━━━ DATA TO PROCESS ━━━

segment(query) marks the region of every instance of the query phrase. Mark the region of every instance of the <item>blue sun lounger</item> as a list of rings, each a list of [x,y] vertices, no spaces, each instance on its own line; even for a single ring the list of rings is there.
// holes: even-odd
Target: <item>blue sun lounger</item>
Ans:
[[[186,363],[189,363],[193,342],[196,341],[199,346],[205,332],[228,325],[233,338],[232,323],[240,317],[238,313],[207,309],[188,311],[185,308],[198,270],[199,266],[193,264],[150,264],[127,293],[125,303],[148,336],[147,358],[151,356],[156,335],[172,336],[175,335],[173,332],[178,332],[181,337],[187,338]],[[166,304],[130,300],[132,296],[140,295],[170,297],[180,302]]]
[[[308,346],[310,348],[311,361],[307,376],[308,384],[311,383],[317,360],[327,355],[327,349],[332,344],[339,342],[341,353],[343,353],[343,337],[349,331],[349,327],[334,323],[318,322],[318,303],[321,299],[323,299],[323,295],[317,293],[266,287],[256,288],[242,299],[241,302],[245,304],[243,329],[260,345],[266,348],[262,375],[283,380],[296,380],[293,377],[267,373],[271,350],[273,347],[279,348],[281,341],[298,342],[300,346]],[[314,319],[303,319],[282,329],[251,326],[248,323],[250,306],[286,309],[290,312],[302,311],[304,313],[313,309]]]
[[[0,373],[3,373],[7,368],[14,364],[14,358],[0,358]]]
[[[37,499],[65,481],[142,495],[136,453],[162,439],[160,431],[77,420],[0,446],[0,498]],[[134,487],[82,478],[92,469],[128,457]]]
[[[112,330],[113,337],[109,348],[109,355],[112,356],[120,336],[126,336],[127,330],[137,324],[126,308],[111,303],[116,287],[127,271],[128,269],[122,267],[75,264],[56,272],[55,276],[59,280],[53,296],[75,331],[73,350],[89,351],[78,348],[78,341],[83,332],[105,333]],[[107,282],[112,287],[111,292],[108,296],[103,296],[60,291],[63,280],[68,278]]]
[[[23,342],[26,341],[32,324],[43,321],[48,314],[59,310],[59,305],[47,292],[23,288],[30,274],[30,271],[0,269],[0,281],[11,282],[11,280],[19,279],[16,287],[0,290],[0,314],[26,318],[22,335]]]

━━━

== WRITTEN PROBLEM ==
Exactly as they are written, print the entries again.

== RESULT ==
segment(query) marks the region of every instance of the query phrase. Mark the region of every instance of the <item>blue sun lounger</item> as a list of rings, each a list of [x,y] vertices, no spaces, each instance on its own line; even for a single ring the list of rings is there.
// holes: even-odd
Target: <item>blue sun lounger</item>
Ans:
[[[186,363],[189,363],[193,342],[196,341],[199,346],[205,332],[228,325],[233,338],[232,323],[240,317],[238,313],[207,309],[188,311],[185,308],[198,270],[199,266],[193,264],[150,264],[127,293],[125,303],[148,336],[147,358],[151,356],[156,335],[172,336],[175,335],[173,332],[178,332],[181,337],[187,338]],[[166,304],[130,300],[132,296],[140,295],[170,297],[180,302]]]
[[[308,346],[310,348],[311,361],[307,376],[308,384],[311,383],[317,360],[327,355],[327,349],[332,344],[339,342],[341,353],[343,353],[343,337],[349,331],[349,327],[334,323],[318,322],[318,303],[321,299],[323,299],[323,295],[317,293],[266,287],[256,288],[242,299],[241,302],[245,304],[243,329],[260,345],[266,348],[262,375],[283,380],[296,380],[293,377],[267,373],[271,350],[273,347],[279,348],[281,341],[298,342],[300,346]],[[314,319],[303,319],[282,329],[251,326],[248,323],[250,306],[286,309],[290,312],[302,311],[304,313],[313,309]]]
[[[0,373],[3,373],[7,368],[14,364],[14,358],[0,358]]]
[[[37,499],[65,481],[142,495],[136,453],[162,439],[160,431],[77,420],[0,446],[0,498]],[[134,487],[82,478],[92,469],[128,457]]]
[[[112,330],[113,337],[109,348],[109,355],[112,356],[120,336],[126,336],[127,330],[137,324],[126,308],[111,303],[116,287],[127,271],[128,269],[122,267],[75,264],[56,272],[55,276],[59,280],[53,296],[75,331],[73,350],[89,351],[78,348],[78,341],[83,332],[105,333]],[[107,282],[112,287],[111,292],[108,296],[103,296],[60,291],[63,280],[68,278]]]
[[[23,342],[26,341],[32,324],[43,321],[48,314],[59,310],[59,305],[47,292],[23,288],[30,274],[30,271],[0,269],[0,281],[11,282],[11,280],[19,279],[16,287],[0,290],[0,314],[26,318],[22,335]]]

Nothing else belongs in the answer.